### Exercise objective
According to the article about the Campbell Ridge Elementary School cafeteria, what percentage of students buy their lunch there?

### Passage provided
* * * * * * * * *

By Jennifer Wohlleb
At Campbell Ridge Elementary School there is no mystery to getting kids to try new things and eat healthy foods, but there is a mystery chef – at least on Fridays.
Introducing a mystery chef is just one of the many ways the cafeteria staff at this Campbell County school get kids to eat healthy foods and items that are new to them, as well as to make them feel welcome.
“Our kids look forward to every Friday to see who it’s going to be,” said School Nutrition Manager Patricia Sullivan. One mother, she said, told her that was the only day she could easily get her son up in the mornings. “The kids never know who it’s going to be. It’s more of a greeting thing than actual cooking.”
PHOTO: Music teacher Juanita Nelson has fun with her role as Mystery Chef at Campbell Ridge Elementary School.
Mystery chefs have ranged from the head custodian to the principal to teachers.
Sullivan said the success of the food program is an outgrowth of the positive atmosphere she and her staff have fostered. Sixty-eight percent of Campbell Ridge students buy their lunch in the cafeteria, along with 39 percent at breakfast. The lunch number has remained the same for two years, an accomplishment, she said, given the recent federal changes in meal requirements.

* * * * * * * * *

### Records from a dataset
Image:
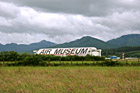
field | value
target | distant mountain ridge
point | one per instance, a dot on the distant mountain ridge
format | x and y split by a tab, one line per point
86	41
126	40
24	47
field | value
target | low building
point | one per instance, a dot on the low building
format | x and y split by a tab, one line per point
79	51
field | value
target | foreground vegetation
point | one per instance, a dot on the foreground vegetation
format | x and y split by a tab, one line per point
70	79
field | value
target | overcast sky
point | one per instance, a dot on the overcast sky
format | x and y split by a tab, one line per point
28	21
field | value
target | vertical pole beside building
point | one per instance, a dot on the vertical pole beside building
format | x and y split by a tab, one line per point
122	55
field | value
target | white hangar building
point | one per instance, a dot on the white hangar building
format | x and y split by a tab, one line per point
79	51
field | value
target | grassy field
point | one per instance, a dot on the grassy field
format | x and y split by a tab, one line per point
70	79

* * * * * * * * *

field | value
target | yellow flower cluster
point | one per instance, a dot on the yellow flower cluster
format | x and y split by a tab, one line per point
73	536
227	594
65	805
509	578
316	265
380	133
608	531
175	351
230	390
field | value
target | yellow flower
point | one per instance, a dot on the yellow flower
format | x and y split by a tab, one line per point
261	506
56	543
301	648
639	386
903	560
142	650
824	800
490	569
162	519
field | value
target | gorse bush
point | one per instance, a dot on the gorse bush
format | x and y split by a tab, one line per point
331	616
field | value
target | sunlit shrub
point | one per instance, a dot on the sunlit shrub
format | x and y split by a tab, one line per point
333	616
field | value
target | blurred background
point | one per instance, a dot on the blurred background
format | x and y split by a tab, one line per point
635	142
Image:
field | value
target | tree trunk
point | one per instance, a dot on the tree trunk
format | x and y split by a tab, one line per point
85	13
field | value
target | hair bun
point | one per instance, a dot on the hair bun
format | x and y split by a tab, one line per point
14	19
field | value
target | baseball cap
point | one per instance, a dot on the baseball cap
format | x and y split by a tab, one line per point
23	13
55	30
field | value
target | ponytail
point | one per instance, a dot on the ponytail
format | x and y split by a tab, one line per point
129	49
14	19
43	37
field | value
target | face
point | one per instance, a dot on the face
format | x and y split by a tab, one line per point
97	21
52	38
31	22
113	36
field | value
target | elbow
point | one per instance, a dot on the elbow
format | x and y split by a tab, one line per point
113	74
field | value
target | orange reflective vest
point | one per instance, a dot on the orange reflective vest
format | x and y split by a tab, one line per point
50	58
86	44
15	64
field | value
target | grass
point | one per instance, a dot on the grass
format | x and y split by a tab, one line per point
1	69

* * * * * * * * *

### Full output
Sixty-eight percent.